Emre Arolat (born 24 June 1963) is a Turkish architect. In 2004, he co-founded EAA-Emre Arolat Architecture with Gonca Paşolar.

He is perhaps best known in Turkey for designing the Sancaklar Mosque.

Early life 
Arolat was born in Ankara in 1963. After completing his primary education at Galatasaray High School, he studied at Mimar Sinan University in Istanbul where he received his BArch degree in architecture in 1986 and MArch degree in 1992. He then went to work at the Metcalf and Associates Architectural Office in Washington D.C. between 1986 and 1987.

Awards 

Arolat has received many national and international awards, including the 2005 Mies van der Rohe award for European Architecture (Highly Commended); 2006 AR Awards for Emerging Architecture (Highly Commended); 2013 WAF (World Architecture Festival) Winner of Religious Buildings category with Sancaklar Mosque; 2014 WAF Winner of Shopping Category with Yalikavak Palmarina; Winner of Leisure-Led Category with Antakya Museum Hotel; WAF Winner of Infrastructure Category with Cukurova Airport in 2015 and Winner of Culture Category with Istanbul Antrepo 5 – MSGSU Painting and Sculpture Museum. He also received National Architecture Awards in the category of "Design" and "Building" in 1992, 2002, 2004, 2008, 2012 and 2014. He has been awarded the Aga Khan Award for Architecture in 2010 with the Ipekyol Textile Factory Building. In 2015 Sancaklar Mosque was awarded ArchDaily's Best Building of the Year and Mies van der Rohe award for European Architecture-Best 40 Building of the Year, also nominated for Design Museum-Designs of the Year award. In May 2015, the International Academy of Architecture accorded Emre Arolat the title of professor of the academy in recognition of his achievements in the development of contemporary architecture.

Stored data
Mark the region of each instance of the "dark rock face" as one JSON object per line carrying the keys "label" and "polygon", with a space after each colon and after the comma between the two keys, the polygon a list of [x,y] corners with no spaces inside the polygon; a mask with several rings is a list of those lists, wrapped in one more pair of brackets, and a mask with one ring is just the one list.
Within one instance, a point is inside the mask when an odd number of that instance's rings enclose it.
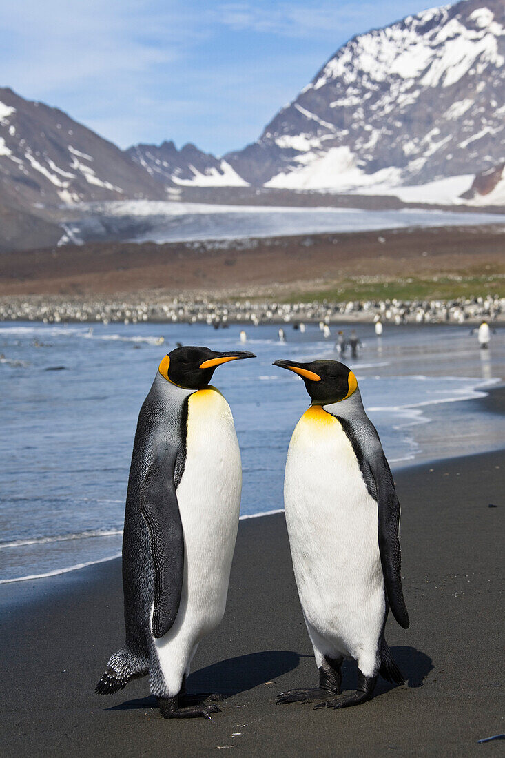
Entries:
{"label": "dark rock face", "polygon": [[168,185],[195,186],[244,186],[231,167],[221,158],[203,152],[188,143],[177,150],[173,142],[134,145],[128,155],[155,179]]}
{"label": "dark rock face", "polygon": [[61,111],[8,89],[0,89],[0,195],[6,204],[15,200],[25,208],[165,197],[115,145]]}
{"label": "dark rock face", "polygon": [[226,160],[254,185],[293,189],[491,168],[505,158],[504,26],[503,0],[466,0],[359,35]]}
{"label": "dark rock face", "polygon": [[503,178],[505,162],[499,164],[494,168],[488,168],[486,171],[476,174],[472,186],[461,196],[472,200],[479,195],[490,195]]}

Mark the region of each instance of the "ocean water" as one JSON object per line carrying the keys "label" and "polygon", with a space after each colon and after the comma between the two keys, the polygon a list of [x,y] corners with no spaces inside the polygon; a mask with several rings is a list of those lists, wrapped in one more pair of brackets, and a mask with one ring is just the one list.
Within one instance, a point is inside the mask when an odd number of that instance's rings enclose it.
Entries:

Prompt 1 ->
Reproduce the Emre Arolat biography verbatim from "Emre Arolat (born" up to and including "1986 and 1987.".
Prompt 2 ->
According to the Emre Arolat biography, which building earned Arolat the Aga Khan Award for Architecture, and in what year?

Full solution 1 ->
Emre Arolat (born 24 June 1963) is a Turkish architect. In 2004, he co-founded EAA-Emre Arolat Architecture with Gonca Paşolar.

He is perhaps best known in Turkey for designing the Sancaklar Mosque.

Early life 
Arolat was born in Ankara in 1963. After completing his primary education at Galatasaray High School, he studied at Mimar Sinan University in Istanbul where he received his BArch degree in architecture in 1986 and MArch degree in 1992. He then went to work at the Metcalf and Associates Architectural Office in Washington D.C. between 1986 and 1987.

Full solution 2 ->
The Ipekyol Textile Factory Building, in 2010.